* [Exercise prompt] From the records below, pull each line that has "positive".

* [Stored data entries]
# # # # # # #
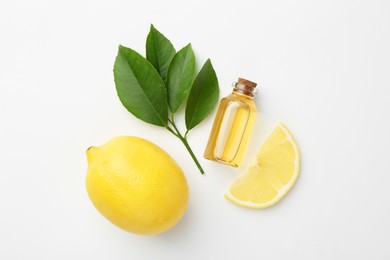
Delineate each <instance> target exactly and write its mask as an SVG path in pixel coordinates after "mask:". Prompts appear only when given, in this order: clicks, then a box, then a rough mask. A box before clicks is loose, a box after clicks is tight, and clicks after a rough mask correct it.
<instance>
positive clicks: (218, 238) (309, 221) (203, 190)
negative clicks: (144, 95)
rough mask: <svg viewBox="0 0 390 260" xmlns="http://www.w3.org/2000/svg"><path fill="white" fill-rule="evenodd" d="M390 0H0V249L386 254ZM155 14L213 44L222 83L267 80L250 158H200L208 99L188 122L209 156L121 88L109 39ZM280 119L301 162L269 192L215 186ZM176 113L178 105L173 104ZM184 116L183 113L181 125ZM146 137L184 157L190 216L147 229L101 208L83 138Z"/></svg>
mask: <svg viewBox="0 0 390 260" xmlns="http://www.w3.org/2000/svg"><path fill="white" fill-rule="evenodd" d="M389 14H390V2H389V1H386V0H383V1H379V0H376V1H353V0H329V1H310V0H298V1H287V0H284V1H282V0H280V1H247V0H240V1H234V2H233V1H230V2H227V1H220V2H217V1H214V2H212V1H203V0H198V1H191V2H184V1H105V2H103V1H62V2H59V1H49V0H47V1H44V0H39V1H11V0H2V1H1V3H0V210H1V211H0V259H82V258H83V259H390V246H389V245H390V244H389V243H390V221H389V219H390V203H389V199H390V189H389V182H390V170H389V169H390V167H389V161H390V151H389V147H390V137H389V136H390V135H389V132H390V122H389V121H390V120H389V112H390V91H389V88H390V75H389V73H390V47H389V46H390V18H389V17H390V15H389ZM150 23H153V24H154V25H155V26H156V28H157V29H159V30H160V31H161V32H163V33H164V34H165V35H166V36H167V37H168V38H169V39H171V41H172V43H173V44H174V45H175V47H176V48H177V49H179V48H181V47H183V46H184V45H185V44H187V43H188V42H191V43H192V44H193V48H194V50H195V53H196V57H197V62H198V66H201V65H202V64H203V62H204V61H205V60H206V59H207V58H208V57H210V58H211V60H212V62H213V65H214V67H215V70H216V72H217V75H218V77H219V82H220V87H221V97H222V96H225V95H227V94H229V92H230V91H231V88H230V84H231V82H232V81H233V80H235V79H236V78H237V77H238V76H242V77H247V78H248V79H251V80H253V81H256V82H258V83H260V85H261V87H260V93H259V95H258V96H257V97H256V102H257V104H258V108H259V109H260V111H261V115H260V117H259V118H258V120H257V122H256V127H255V133H254V135H253V138H252V141H251V144H250V146H249V148H248V151H247V154H246V157H245V161H244V165H243V166H242V167H240V168H239V169H233V168H230V167H228V166H225V165H221V164H217V163H214V162H210V161H206V160H204V159H203V158H201V156H202V154H203V150H204V148H205V145H206V142H207V138H208V134H209V131H210V128H211V124H212V121H213V118H214V113H215V111H214V113H213V114H212V115H211V116H210V117H209V118H208V119H207V120H205V121H204V122H203V123H202V124H201V125H199V126H198V127H196V128H195V129H194V130H193V131H191V132H190V135H189V142H190V143H191V145H192V147H193V149H194V152H195V153H196V155H197V156H198V157H199V158H200V161H201V163H202V165H203V167H204V169H205V171H206V175H205V176H201V175H200V174H199V172H198V170H197V168H196V167H195V165H194V164H193V162H192V161H191V159H190V157H189V155H188V154H187V152H186V150H185V148H184V146H183V145H182V144H181V143H180V142H179V141H178V140H177V139H175V138H174V137H173V136H172V135H171V134H170V133H169V132H168V131H166V130H165V129H163V128H159V127H155V126H152V125H147V124H145V123H143V122H141V121H139V120H137V119H136V118H134V117H133V116H132V115H131V114H129V113H128V112H127V111H126V110H125V109H124V108H123V107H122V105H121V104H120V102H119V100H118V98H117V96H116V91H115V85H114V81H113V74H112V68H113V63H114V59H115V56H116V52H117V46H118V45H119V44H123V45H125V46H129V47H132V48H134V49H135V50H137V51H139V52H140V53H142V54H144V46H145V38H146V35H147V33H148V31H149V26H150ZM279 120H281V121H283V122H284V123H285V124H286V125H287V126H288V127H289V128H290V130H291V131H292V133H293V135H294V136H295V138H296V140H297V142H298V145H299V147H300V150H301V156H302V168H301V173H300V177H299V179H298V181H297V183H296V185H295V186H294V188H293V189H292V190H291V191H290V193H289V194H288V195H287V196H286V197H285V198H284V199H283V200H282V201H281V202H280V203H278V204H277V205H275V206H274V207H271V208H268V209H265V210H250V209H245V208H240V207H238V206H236V205H233V204H231V203H230V202H229V201H227V200H226V199H224V198H223V194H224V192H225V190H226V189H227V188H228V186H229V185H230V183H232V181H233V180H234V179H235V178H236V177H237V176H238V175H239V174H240V173H242V172H243V171H244V170H245V168H246V167H247V166H248V165H249V164H250V162H251V158H253V156H254V154H255V152H256V151H257V150H258V148H259V147H260V145H261V143H262V142H263V141H264V140H265V138H266V137H267V135H268V134H269V133H270V132H271V130H272V128H273V127H274V126H275V124H276V123H277V122H278V121H279ZM178 121H179V119H178ZM181 127H182V129H183V126H182V125H181ZM118 135H134V136H140V137H143V138H146V139H148V140H150V141H152V142H154V143H156V144H157V145H159V146H161V147H162V148H164V149H165V150H166V151H167V152H168V153H169V154H171V155H172V156H173V157H174V158H175V159H176V161H177V162H178V163H179V164H180V166H181V167H182V169H183V170H184V172H185V175H186V177H187V180H188V183H189V186H190V202H189V208H188V211H187V213H186V214H185V217H184V218H183V219H182V221H180V223H179V224H178V225H177V226H176V227H174V228H173V229H172V230H170V231H168V232H166V233H164V234H161V235H158V236H152V237H143V236H137V235H133V234H130V233H126V232H124V231H122V230H120V229H118V228H116V227H115V226H113V225H112V224H111V223H110V222H108V221H107V220H106V219H104V218H103V217H102V216H101V215H100V214H99V213H98V212H97V211H96V209H95V208H94V207H93V206H92V204H91V202H90V201H89V199H88V196H87V193H86V190H85V175H86V168H87V163H86V158H85V150H86V148H87V147H89V146H91V145H100V144H103V143H105V142H106V141H107V140H109V139H110V138H112V137H114V136H118Z"/></svg>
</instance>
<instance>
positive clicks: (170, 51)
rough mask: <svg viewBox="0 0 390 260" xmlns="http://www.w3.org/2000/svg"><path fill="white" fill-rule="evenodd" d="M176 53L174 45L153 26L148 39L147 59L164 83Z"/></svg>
# # # # # # #
* [Result]
positive clicks: (218, 238) (309, 221) (203, 190)
positive clicks: (170, 51)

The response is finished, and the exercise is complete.